Provided information
-=-=-=-=-

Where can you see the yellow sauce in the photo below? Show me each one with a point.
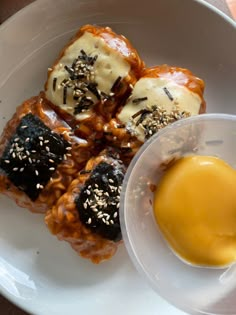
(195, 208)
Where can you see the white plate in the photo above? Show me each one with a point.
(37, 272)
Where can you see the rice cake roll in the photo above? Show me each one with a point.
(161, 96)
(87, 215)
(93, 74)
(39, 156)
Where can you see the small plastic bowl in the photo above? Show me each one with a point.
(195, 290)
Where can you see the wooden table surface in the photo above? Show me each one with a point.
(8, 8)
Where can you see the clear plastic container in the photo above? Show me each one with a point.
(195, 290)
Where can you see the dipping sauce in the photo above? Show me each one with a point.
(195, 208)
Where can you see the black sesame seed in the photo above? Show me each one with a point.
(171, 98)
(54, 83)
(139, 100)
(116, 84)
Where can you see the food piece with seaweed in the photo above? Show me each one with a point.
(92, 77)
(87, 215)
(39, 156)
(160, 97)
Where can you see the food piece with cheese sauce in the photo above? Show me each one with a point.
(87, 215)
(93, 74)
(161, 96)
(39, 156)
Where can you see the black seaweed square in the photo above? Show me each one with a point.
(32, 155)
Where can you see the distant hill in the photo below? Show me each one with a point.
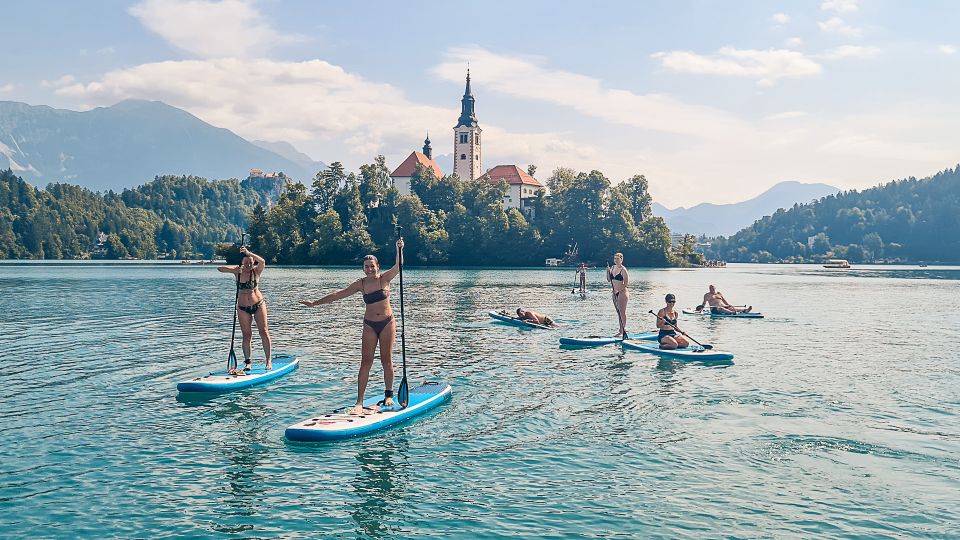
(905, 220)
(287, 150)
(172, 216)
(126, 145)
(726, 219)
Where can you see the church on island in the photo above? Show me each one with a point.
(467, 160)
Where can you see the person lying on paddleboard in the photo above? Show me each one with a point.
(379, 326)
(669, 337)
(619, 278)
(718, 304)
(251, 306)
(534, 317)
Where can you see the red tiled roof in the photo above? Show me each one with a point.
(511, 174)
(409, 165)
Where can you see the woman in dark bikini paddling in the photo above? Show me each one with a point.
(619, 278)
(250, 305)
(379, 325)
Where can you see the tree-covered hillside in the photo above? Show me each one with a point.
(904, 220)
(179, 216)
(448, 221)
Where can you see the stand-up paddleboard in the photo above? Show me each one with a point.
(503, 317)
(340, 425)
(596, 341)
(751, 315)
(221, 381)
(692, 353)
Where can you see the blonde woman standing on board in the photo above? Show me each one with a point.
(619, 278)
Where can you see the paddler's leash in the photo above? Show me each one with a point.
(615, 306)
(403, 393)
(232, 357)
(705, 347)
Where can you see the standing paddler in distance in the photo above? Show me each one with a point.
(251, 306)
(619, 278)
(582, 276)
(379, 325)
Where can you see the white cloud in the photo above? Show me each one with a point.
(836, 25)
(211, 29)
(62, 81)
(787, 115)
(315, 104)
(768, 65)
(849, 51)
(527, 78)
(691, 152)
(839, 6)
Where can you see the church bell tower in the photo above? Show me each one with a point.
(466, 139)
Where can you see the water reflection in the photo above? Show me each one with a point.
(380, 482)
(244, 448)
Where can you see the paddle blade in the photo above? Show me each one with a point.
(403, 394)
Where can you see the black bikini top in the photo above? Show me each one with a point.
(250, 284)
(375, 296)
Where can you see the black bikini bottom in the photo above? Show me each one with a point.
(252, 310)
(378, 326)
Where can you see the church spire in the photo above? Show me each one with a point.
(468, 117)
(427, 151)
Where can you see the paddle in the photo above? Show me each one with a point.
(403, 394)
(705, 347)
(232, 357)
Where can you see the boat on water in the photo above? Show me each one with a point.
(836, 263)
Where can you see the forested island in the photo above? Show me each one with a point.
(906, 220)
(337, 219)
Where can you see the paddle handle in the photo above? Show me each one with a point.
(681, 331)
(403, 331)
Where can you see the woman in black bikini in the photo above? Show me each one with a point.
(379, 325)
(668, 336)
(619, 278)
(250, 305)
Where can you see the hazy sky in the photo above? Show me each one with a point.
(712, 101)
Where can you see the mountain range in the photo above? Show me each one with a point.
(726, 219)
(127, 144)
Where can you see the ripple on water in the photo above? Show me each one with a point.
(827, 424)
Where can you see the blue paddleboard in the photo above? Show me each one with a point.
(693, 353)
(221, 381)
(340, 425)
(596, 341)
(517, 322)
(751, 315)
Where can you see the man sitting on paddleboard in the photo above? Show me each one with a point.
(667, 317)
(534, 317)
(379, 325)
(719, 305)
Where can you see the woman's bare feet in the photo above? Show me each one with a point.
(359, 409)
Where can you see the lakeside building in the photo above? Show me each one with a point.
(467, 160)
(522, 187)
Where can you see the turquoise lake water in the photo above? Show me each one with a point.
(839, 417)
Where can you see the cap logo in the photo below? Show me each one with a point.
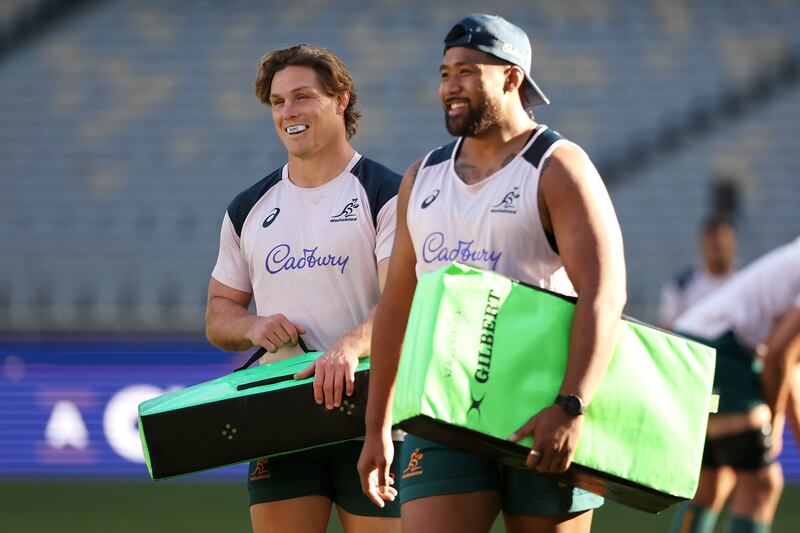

-=-=-=-=-

Problem to work on
Please retype the whole listing above exactly, without any of its images.

Reply to the task
Where can you see the yellow sauce in the photo below? Show me each one with a point.
(195, 208)
Where can you see the white plate in the photo above? Show me each one with a point.
(37, 272)
Where can you see the rice cake roll in the photo above? Show me each one with a point.
(161, 96)
(87, 215)
(93, 74)
(39, 156)
Where can you see the small plastic bowl in the photo above? Show me each one with a point.
(195, 290)
Where can you see the wooden table surface in the photo above? Show me each one with a point.
(8, 8)
Where can you see the clear plastic container in the photo above? Show me each one with a point.
(195, 290)
Where can you see the dipping sauce in the photo above? Show me each one with a point.
(195, 208)
Where can you see the black sesame seed in the photo above? Show me each one with a point.
(171, 98)
(54, 83)
(139, 100)
(116, 84)
Where can you see the food piece with seaweed in the photo above? Show me each one with a point.
(92, 77)
(87, 215)
(39, 156)
(160, 97)
Where can you see the food piece with cheese sauce in the photo above? Show me each one with a point.
(87, 215)
(93, 74)
(161, 96)
(39, 156)
Where can you see the black seaweed square in the photo above? Show me each one with a point.
(32, 155)
Where can you see the distant hill in the photo below? Show me each one with a point.
(905, 220)
(287, 150)
(172, 216)
(126, 145)
(726, 219)
Where can you see the church on island in the photo above? Show me each one with a point.
(467, 160)
Where can you see the person lying on paddleboard in the photo above? Show me each one with a point.
(379, 326)
(669, 337)
(619, 278)
(718, 304)
(251, 306)
(534, 317)
Where can you see the red tiled roof in the photo above? Show me each one with a point.
(511, 174)
(409, 165)
Where can you see the woman in dark bikini paddling in the photo above? Show me each one with a point.
(619, 278)
(250, 305)
(379, 325)
Where can you see the tree-covered hillside in the photo above? Show me each one with a point.
(904, 220)
(179, 216)
(448, 221)
Where can you see the stand-up paddleboard in the photo above? Show me each one with a point.
(503, 317)
(340, 425)
(596, 341)
(751, 315)
(221, 381)
(692, 353)
Where can you see the blonde woman standing on board in the photo above? Show me each one with a point.
(619, 278)
Where can you see the paddler's leash in the photo above? Show me each one with a point.
(615, 306)
(403, 393)
(232, 357)
(705, 347)
Where can you see the standing paddler in distance in the photo above? Show me each one with a point.
(251, 306)
(619, 278)
(582, 276)
(379, 325)
Where can you see the white cloud in the photo above? Show me each one with a point.
(836, 25)
(211, 29)
(62, 81)
(787, 115)
(315, 104)
(768, 65)
(849, 51)
(527, 78)
(691, 152)
(839, 6)
Where can you see the church bell tower in the photo above? Show me each one with a point.
(466, 139)
Where can you see the water reflection in the photo above? Show me each one with a point.
(380, 482)
(244, 448)
Where can you see the paddle blade in the photo above? Show me each one with a point.
(403, 394)
Where can you see the black bikini top in the photo above? Show me each one with a point.
(250, 284)
(375, 296)
Where can you see the black bikini bottom in the photo above? Show me each one with a point.
(252, 310)
(378, 326)
Where can you see the church spire in the photo above? Show me each one with a point.
(468, 117)
(427, 151)
Where can you see the paddle in the photo above? Show me each one with a point.
(403, 394)
(705, 347)
(232, 357)
Where can you see the boat on water in the photo above? Show me each one with a point.
(836, 263)
Where can you see the forested island in the photo above? Show me each one with a point.
(906, 220)
(337, 219)
Where can you see the paddle handle in the photo above? Show me each one with a point.
(681, 331)
(403, 331)
Where can you see the woman in black bikini in the photo above? Show me each one with a point.
(379, 325)
(668, 336)
(619, 278)
(250, 305)
Where can you see the hazy sky in the photo above? Show me each one with a point.
(712, 101)
Where can you see the mountain range in the photo above? Show me each one with a point.
(726, 219)
(127, 144)
Where can you see the ripple on water in the photo above? Show me each one with a point.
(827, 424)
Where can you see the blue paddleboard in the photo above? Show me each one with a point.
(693, 353)
(221, 381)
(340, 425)
(596, 341)
(517, 322)
(751, 315)
Where can you see the man sitting on paddleboard in the photo above? Show me each one with a point.
(667, 317)
(534, 317)
(379, 325)
(719, 305)
Where can you see the woman's bare feet in the photo above? Show me each one with a point.
(359, 409)
Where can you see the lakeside building in the photo above? Show me each one with a point.
(467, 160)
(522, 187)
Where can you see the turquoise lake water in the photo above? Show me each one with a point.
(839, 417)
Where can you see the cap logo in the photo below? Show me each one with a point.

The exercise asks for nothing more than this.